Fragmento →
──────────────────────────────

La victoria de la extrema derecha tiene otros caminos. No es lo relevante si llega a tocar el poder o no, más allá de especulaciones sobre cuál sería el rol geopolítico de una Francia más cómplice con Putin o cómo acabaría destrozada la Unión Europea si Le Pen dirigiera el país galo; lo fundamental en la victoria de la extrema derecha es la porosidad de las ideas y su capacidad para dominar el debate público.
Cabe preguntarse cuánto importan los nombres de las organizaciones gobernantes cuando el ministro de Interior de un presidente supuestamente liberal-centrista le dice a una ultraderechista que sus propuestas sobre islamismo son demasiado blandas. O cuando se busca perseguir a profesores universitarios bajo el pretexto de combatir un islamoizquierdismo que socavaría los fundamentos de la República francesa. O cuando se despliega una brutalidad policial inédita en los últimos años para reprimir a manifestantes, como registra el documental Un pays qui se tient sage de David Dufresne.
Es evidente que Le Pen y Macron no son lo mismo, y que la elección de la primera sería probablemente mucho más nociva que la reelección del segundo, pero Macron es fruto de una cultura política en la cual el centro del debate ya es Le Pen; su discurso no se basa en atajar las fracturas sociales de la Francia desindustrializada y abandonada a su suerte para ir remediando lo que el desprecio parisino ha convertido en el caldo de cultivo de la extrema derecha, sino en asumir en ocasiones su retórica o decir que la combatirá al mismo tiempo que anda siguiendo sus huellas.

──────────────────────────────

Los datos →

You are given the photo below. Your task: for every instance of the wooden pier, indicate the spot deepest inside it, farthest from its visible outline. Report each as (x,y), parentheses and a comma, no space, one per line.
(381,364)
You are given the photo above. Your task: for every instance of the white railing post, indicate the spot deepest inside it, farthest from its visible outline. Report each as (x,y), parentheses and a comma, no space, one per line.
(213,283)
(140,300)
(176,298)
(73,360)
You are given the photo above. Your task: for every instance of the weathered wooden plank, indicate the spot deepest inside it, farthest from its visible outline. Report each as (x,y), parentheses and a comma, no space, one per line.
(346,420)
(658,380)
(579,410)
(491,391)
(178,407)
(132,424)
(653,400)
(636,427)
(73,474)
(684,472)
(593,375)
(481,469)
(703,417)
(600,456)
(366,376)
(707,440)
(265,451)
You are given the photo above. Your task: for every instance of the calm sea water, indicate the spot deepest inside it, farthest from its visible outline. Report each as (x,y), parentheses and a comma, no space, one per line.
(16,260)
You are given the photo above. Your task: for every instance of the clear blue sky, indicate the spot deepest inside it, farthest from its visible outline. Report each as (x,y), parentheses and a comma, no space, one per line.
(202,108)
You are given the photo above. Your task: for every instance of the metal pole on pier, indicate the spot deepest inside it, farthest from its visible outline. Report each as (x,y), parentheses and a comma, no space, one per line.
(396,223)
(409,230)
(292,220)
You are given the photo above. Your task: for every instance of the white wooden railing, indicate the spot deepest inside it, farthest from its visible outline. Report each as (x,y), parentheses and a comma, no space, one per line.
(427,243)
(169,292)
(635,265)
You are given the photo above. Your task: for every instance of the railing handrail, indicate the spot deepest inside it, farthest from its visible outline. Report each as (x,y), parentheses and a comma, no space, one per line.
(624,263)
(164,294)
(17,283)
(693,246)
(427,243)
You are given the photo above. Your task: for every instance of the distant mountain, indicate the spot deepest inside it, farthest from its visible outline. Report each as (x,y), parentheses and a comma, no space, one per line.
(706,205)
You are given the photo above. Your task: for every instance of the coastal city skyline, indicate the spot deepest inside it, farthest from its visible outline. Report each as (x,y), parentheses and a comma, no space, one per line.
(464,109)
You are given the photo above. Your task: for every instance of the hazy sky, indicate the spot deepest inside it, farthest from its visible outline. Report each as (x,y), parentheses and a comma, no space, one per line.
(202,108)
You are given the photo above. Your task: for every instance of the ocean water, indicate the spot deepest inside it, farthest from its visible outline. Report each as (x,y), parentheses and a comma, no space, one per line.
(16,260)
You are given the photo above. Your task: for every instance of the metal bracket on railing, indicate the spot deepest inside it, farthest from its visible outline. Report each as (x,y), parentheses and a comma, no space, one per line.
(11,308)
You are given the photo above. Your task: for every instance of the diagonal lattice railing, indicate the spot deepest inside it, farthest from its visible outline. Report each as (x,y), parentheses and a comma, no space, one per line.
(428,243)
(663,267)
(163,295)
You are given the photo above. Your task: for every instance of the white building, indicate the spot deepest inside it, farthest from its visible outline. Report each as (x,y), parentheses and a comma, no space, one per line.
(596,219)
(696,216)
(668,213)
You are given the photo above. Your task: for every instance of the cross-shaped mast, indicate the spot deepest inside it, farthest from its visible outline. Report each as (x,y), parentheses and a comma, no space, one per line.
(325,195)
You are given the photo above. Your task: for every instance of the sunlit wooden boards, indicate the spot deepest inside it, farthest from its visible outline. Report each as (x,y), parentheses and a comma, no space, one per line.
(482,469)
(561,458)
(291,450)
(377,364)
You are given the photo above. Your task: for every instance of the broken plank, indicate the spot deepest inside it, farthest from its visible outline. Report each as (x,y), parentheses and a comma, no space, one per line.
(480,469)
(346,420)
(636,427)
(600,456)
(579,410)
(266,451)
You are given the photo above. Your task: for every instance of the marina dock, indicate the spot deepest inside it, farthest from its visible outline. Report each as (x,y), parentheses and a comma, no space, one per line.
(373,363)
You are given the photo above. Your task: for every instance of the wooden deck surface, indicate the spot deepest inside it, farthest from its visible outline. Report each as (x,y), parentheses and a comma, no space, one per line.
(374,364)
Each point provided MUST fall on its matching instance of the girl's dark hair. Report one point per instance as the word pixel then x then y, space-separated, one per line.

──────────────────────────────

Acciones requeridas →
- A) Convierte en una lista breve el párrafo del fragmento que empieza con "Cabe preguntarse cuánto importan" y conserva sus datos principales.
- B) Prosigue el fragmento sobre la extrema derecha en Francia desde el final de su último párrafo.
Las entradas no tienen relación con el fragmento.

Respuestas →
- A)
¿Cuánto importan los nombres de las organizaciones gobernantes cuando…
- el ministro de Interior de un presidente supuestamente liberal-centrista le reprocha a una ultraderechista que sus propuestas sobre islamismo son demasiado blandas;
- se intenta perseguir a profesores universitarios con el pretexto de combatir un islamoizquierdismo que socavaría los fundamentos de la República francesa;
- se reprime a manifestantes con una brutalidad policial inédita en los últimos años, registrada en el documental Un pays qui se tient sage de David Dufresne?

- B)
Francia no es un país con trece millones de fascistas o trece millones de votantes que merezcan desprecio o incomprensión. Es una nación que votó en 2005 en contra del Tratado Constitucional de la Unión Europea y acabó reestructurando en consecuencia de sus decepciones su panorama político; es un país con un Partido Socialista descompuesto y destrozado por la escasa valentía de sus gobernantes, como con la liberalización del mercado laboral con la ley El Khomri y los pactos de responsabilidad.
Con una extrema derecha en auge también en España, sería conveniente fijarse en lo que ha ido sucediendo en el país vecino; no tanto en las reacciones de sus gobernantes o en su manera de actuar, sino en dinámicas más de fondo y, a su vez, más globales. Como la formación paulatina de tres bloques después de la decepción del electorado progresista con el Partido Socialista Francés: el centro liberal derechizado de Macron, la extrema derecha de Le Pen y el popular de Mélenchon, que ahora se abre a una alianza amplia con todas las fuerzas de izquierdas.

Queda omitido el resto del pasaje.